## [DÉFI 1]
D'après l'extrait, pourquoi 1963 fut-elle une année faste pour Philip K. Dick ?
## [DÉFI 2]
Recopiez sans rien changer les lignes des fiches, de celle qui contient « Where can the gold illuminated » jusqu'à la dernière ligne des fiches, bornes comprises.

## [EXTRAIT CHOISI]
==============================

1963 : année faste pour Philip K. Dick, puisqu’il écrivit cette année-là, outre « Les Joueurs de Titan », trois autres romans, « Simulacres », « En attendant l’année dernière » et « Dr Bloodmoney ». En France, les joueurs de Titan a déjà bénéficié de plusieurs éditions : Le Masque (1978), Presses de la Cité ( collection « Omnibus », 1985, 1993, 2000, 2002), Pocket (1990) et J’ai Lu (2012, dans le volume « Romans 1960-1963 »). Nouvelle parution en un seul volume, donc, pour un récit qui n’avait pas été réédité sous cette forme depuis plus de deux décennies.



Le postulat de base est assez atypique. Depuis leurs satellites, les Chinois ont attaqué. Mais les radiations de Hinkel ont touché la Terre entière, aboutissant à la stérilisation de la quasi-totalité de la population humaine. Dans un monde désormais dépeuplé, où les naissances sont exceptionnelles, l’ablation de la glande de Hinkel a permis d’augmenter la longévité : il n’est pas rare de dépasser le siècle et demi. Plus étrange encore, dans des circonstances pas vraiment explicitées, les autorités terriennes se sont entendues avec celles de Titan – dont les habitants, les Vugs, sortes de masses protoplasmiques capables de lire dans l’esprit des humains, ont débarqué sur Terre – pour mettre en place le Jeu, une sorte de poker où les Possédants s’échangent des cités entières. Les autres, les non-P ou non possédants, ne peuvent entrer dans le jeu qu’en cas de décès de l’un des joueurs, et seulement grâce au hasard.

==============================

## [DONNÉES DE TRAVAIL]

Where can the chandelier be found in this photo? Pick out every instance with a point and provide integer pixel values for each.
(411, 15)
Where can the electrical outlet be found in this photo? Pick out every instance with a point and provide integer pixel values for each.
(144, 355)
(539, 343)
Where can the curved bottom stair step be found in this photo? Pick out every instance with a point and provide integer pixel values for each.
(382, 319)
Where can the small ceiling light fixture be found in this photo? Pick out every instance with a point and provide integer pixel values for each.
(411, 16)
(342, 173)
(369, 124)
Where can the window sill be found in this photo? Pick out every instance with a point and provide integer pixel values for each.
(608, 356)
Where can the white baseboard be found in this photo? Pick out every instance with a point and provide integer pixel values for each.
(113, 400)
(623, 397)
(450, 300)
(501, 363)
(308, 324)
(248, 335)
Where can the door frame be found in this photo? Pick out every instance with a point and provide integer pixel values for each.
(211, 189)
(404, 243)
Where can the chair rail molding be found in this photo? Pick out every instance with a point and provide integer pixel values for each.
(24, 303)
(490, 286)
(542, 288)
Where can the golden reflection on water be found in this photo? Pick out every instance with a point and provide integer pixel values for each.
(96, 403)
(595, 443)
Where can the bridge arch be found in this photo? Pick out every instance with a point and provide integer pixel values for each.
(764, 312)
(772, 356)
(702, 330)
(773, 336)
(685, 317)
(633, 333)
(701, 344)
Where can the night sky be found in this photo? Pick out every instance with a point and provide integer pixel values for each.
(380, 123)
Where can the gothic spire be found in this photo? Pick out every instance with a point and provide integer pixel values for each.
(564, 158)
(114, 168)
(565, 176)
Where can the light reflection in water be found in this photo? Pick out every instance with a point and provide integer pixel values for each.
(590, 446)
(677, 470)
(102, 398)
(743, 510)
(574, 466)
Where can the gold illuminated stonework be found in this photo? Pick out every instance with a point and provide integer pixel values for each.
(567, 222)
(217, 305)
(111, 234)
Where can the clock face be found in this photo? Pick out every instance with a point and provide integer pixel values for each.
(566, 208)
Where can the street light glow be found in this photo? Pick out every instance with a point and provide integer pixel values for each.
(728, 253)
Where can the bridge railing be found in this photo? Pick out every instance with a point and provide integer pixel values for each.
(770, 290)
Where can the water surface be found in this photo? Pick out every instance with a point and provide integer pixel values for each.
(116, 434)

==============================

## [RÉSULTAT 1]
Cette année-là, il a écrit quatre romans : « Les Joueurs de Titan », mais aussi « Simulacres », « En attendant l'année dernière » et « Dr Bloodmoney ».

## [RÉSULTAT 2]
Where can the gold illuminated stonework be found in this photo? Pick out every instance with a point and provide integer pixel values for each.
(567, 222)
(217, 305)
(111, 234)
Where can the clock face be found in this photo? Pick out every instance with a point and provide integer pixel values for each.
(566, 208)
Where can the street light glow be found in this photo? Pick out every instance with a point and provide integer pixel values for each.
(728, 253)
Where can the bridge railing be found in this photo? Pick out every instance with a point and provide integer pixel values for each.
(770, 290)
Where can the water surface be found in this photo? Pick out every instance with a point and provide integer pixel values for each.
(116, 434)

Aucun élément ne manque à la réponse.